Deine Aufgaben:
1. Beantworte zum Text über den Hund Mo:
(a) Wo wurde Mo geboren?
(b) Worin wurde Mo auf den Pick-up geschleudert?
(c) Was erreichte der Pick-up nach einigen Tagen?
2. Gib die Stelle des Textes über den Hund Mo von „Mo wurde grösser“ bis „diesen zu stillen.“ unverändert aus.

# Öffenlicher Bereich > Sitten und Bräuche im alten/ heutigen Thailand >  Mo - ein guter Hund bis zum Schluss
Mo wurde als einer von fünf Welpen im Isaan in der Nähe von Surin geboren. Er genoss eine unbekümmerte Jugend, voller spannenden Entdeckungen.

Mo wurde grösser und eines Tages kamen fremde Leute ins Dorf. Helle Aufregung herrschte unter seines gleichen. Und so kam es, dass diese Fremden auch ihn entdeckten.

Er wurde in einem Käfig auf ein Pick up geschleudert und die qualvolle Reise seines nun mehr kurzen Lebens nahm seinen Lauf.

Die Reise ging von Dorf zu Dorf. immer mehr Artgenossen wurden zu ihm in den Käfig gesperrt. Der Durst plagte ihn. Doch nirgends gab es etwas um diesen zu stillen.


Nach einigen Tagen erreichte der Pick Up eine grosse Halle. Dort wurde Mo brutal in ein anderes Gefängnis gesteckt. Mo verstand die Welt nicht mehr. Er hatte doch niemals etwas Unrechtes getan. Im Gegenteil. Nachts war er immer Aufmerksam um auf das Zuhause von Herrchen und Frauchen aufzupassen.

[Gespeicherte Datensätze]
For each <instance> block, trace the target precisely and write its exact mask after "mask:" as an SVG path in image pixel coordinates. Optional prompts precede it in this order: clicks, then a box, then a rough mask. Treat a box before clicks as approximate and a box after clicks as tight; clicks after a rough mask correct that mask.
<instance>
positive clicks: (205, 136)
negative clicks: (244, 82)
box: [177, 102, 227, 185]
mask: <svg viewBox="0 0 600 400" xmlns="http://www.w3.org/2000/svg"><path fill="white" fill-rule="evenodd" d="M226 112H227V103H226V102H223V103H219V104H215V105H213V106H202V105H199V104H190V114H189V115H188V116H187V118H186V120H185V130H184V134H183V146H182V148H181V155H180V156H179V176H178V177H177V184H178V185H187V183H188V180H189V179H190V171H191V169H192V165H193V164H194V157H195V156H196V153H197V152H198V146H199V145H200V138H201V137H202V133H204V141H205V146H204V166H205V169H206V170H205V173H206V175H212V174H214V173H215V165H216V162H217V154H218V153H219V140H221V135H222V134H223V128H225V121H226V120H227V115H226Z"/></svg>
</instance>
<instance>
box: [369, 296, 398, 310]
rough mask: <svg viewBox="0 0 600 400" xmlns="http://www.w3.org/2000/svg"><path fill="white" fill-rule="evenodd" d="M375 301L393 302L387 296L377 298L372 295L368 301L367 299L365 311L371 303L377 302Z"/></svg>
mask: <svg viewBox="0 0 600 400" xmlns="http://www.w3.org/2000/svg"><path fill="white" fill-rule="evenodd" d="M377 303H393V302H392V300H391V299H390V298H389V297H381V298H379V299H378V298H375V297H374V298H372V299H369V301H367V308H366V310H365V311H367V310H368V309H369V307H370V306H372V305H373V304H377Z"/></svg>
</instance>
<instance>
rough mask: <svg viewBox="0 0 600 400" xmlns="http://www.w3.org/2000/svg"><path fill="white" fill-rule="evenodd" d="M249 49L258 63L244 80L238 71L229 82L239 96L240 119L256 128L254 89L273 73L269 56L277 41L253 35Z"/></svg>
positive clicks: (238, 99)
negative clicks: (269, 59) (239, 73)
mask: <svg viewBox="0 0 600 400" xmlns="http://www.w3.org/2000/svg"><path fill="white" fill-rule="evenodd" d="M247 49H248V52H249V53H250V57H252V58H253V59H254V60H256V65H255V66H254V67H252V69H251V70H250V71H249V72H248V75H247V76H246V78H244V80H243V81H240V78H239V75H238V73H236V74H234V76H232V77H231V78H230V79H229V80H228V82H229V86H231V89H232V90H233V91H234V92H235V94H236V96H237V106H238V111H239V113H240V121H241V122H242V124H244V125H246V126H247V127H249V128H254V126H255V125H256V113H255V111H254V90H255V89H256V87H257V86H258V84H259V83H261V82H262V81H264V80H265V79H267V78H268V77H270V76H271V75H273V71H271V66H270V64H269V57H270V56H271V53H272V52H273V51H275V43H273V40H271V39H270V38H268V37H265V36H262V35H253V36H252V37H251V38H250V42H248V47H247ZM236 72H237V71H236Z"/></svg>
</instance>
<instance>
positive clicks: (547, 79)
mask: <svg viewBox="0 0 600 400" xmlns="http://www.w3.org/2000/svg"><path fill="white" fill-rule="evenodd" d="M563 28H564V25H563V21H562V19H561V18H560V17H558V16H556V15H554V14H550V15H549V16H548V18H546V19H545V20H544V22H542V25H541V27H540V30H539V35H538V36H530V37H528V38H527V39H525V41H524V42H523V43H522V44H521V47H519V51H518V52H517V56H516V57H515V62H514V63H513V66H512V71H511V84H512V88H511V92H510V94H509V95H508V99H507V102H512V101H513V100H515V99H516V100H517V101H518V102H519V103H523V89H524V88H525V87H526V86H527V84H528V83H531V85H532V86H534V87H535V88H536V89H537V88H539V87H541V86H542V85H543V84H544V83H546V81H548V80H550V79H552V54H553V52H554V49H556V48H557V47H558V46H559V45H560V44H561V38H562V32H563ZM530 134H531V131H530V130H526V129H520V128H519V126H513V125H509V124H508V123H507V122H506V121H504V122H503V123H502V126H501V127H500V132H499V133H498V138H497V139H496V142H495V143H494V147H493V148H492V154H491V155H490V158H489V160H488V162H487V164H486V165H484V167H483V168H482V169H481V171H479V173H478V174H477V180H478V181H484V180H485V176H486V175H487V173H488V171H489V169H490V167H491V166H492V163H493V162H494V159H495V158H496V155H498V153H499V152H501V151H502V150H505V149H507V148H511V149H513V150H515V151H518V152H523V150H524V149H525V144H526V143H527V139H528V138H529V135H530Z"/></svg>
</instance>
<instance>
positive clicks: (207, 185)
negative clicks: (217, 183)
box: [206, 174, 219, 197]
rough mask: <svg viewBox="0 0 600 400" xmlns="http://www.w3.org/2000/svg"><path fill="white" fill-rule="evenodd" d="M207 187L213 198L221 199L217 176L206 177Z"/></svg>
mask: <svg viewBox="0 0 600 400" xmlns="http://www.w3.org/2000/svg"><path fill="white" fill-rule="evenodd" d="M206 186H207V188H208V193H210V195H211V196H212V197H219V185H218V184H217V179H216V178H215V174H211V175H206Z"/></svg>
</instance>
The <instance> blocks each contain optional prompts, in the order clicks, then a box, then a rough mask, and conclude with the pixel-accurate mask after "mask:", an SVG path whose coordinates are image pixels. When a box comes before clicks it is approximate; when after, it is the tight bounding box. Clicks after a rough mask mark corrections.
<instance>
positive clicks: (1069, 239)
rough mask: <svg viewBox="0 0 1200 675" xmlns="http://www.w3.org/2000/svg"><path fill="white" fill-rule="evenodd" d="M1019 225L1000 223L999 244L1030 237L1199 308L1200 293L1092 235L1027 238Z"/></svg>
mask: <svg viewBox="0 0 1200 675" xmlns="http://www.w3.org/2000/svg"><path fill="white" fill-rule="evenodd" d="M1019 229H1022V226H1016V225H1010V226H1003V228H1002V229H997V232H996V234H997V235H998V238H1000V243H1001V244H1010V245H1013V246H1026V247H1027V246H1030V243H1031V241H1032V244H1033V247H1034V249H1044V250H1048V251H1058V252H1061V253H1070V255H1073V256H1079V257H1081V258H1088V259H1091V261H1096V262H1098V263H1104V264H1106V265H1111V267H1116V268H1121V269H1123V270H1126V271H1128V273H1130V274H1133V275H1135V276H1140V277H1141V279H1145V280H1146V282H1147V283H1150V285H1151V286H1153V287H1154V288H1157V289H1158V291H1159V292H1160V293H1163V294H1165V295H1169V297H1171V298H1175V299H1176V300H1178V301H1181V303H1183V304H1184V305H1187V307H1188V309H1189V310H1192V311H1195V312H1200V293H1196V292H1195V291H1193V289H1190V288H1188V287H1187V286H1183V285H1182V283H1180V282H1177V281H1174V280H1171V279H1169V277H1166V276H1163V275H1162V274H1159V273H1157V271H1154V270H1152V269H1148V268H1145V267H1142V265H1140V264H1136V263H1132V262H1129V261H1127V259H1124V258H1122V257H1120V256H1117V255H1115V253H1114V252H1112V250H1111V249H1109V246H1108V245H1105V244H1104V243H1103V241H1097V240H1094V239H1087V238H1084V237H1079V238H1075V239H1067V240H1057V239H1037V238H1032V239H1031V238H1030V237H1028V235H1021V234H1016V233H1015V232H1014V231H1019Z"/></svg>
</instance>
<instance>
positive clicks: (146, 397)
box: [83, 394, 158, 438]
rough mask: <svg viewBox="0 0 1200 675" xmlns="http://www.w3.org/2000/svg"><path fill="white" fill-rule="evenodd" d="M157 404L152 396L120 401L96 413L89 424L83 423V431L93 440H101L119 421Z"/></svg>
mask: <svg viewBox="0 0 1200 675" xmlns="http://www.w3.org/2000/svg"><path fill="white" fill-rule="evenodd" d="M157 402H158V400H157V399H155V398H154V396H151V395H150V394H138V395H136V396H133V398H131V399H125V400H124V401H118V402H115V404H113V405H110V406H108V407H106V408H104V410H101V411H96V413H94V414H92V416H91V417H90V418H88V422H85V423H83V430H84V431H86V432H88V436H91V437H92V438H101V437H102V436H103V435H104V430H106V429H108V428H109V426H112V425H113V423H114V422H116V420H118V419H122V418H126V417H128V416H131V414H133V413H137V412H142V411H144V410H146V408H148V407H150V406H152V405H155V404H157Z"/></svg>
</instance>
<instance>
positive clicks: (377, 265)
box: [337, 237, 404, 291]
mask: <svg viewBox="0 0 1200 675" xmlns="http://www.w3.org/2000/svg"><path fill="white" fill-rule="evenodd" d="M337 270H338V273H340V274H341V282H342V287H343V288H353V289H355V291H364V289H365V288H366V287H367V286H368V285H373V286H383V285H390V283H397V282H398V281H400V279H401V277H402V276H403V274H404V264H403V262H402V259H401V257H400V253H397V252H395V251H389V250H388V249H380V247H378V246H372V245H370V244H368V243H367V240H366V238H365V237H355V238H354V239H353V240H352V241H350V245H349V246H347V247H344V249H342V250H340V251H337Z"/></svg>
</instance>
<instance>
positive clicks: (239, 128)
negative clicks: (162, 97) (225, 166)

Antworten nacheinander:
1.
(a) Im Isaan in der Nähe von Surin.
(b) In einem Käfig.
(c) Eine große Halle.

2.
Mo wurde grösser und eines Tages kamen fremde Leute ins Dorf. Helle Aufregung herrschte unter seines gleichen. Und so kam es, dass diese Fremden auch ihn entdeckten.

Er wurde in einem Käfig auf ein Pick up geschleudert und die qualvolle Reise seines nun mehr kurzen Lebens nahm seinen Lauf.

Die Reise ging von Dorf zu Dorf. immer mehr Artgenossen wurden zu ihm in den Käfig gesperrt. Der Durst plagte ihn. Doch nirgends gab es etwas um diesen zu stillen.